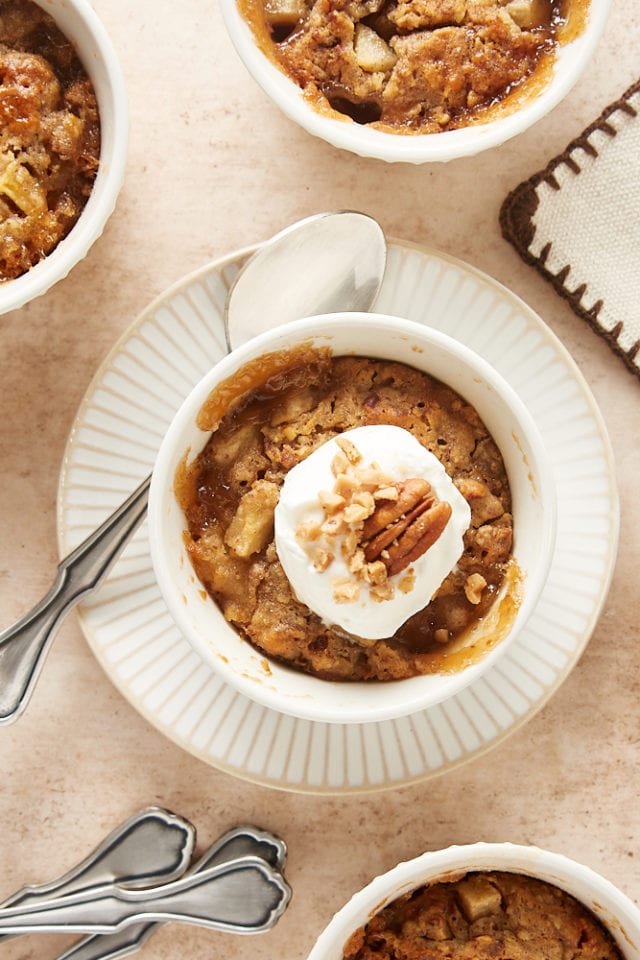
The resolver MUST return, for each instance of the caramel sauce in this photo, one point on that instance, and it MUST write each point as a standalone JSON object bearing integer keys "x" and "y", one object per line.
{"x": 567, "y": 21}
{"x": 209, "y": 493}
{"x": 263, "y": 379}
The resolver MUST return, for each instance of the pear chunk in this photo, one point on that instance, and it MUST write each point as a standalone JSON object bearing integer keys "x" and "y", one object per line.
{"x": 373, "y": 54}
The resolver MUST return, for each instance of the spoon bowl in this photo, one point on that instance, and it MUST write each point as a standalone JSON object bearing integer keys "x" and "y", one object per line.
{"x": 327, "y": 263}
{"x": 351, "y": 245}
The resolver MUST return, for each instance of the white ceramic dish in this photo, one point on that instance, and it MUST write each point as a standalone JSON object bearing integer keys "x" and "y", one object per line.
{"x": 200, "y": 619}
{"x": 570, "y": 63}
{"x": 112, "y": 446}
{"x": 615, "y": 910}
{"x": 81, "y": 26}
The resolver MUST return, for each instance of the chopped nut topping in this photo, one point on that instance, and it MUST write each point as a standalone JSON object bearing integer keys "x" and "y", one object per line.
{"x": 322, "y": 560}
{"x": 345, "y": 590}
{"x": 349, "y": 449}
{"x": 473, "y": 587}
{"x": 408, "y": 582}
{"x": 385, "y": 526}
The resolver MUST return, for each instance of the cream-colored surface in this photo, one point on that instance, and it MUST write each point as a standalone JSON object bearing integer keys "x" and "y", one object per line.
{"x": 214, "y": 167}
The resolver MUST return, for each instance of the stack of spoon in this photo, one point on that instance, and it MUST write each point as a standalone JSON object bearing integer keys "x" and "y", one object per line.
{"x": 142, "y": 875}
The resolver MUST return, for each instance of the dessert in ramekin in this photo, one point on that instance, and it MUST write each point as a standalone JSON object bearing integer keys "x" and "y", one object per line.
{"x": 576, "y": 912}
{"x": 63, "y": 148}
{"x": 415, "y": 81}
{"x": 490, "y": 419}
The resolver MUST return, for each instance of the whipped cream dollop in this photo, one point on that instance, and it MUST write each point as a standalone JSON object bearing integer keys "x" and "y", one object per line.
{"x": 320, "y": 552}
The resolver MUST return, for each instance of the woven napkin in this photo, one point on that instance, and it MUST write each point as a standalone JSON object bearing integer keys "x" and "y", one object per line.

...

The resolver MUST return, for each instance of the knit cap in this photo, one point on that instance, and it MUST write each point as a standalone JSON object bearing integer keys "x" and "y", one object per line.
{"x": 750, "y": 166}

Assignment -> Retype only the lines above between the line with "The resolver MUST return, for each instance of the dessert" and the line with "The resolver MUST return, for each instance of the woven", counting those two lines as well, and keep every character as it is.

Answer to the problem ->
The resolver MUST return, for each instance of the dessert in ramekin in this photo, one point on that instance, and it MUST write each point as a standalone JSON object bearing integer keys "x" and "y", one object per line.
{"x": 576, "y": 912}
{"x": 63, "y": 148}
{"x": 415, "y": 81}
{"x": 490, "y": 419}
The resolver MUST return, for each instance of the whipped cream dollop in this photo, one point on that instance, and it MUST write each point as a standalone JSON object bearing integer keys "x" and "y", one object per line.
{"x": 320, "y": 552}
The resolver MUST return, for each instance of the woven napkin in this photo, one point on that instance, and it MUST write each point as a standalone JSON object bearing integer keys "x" and "y", one object per line.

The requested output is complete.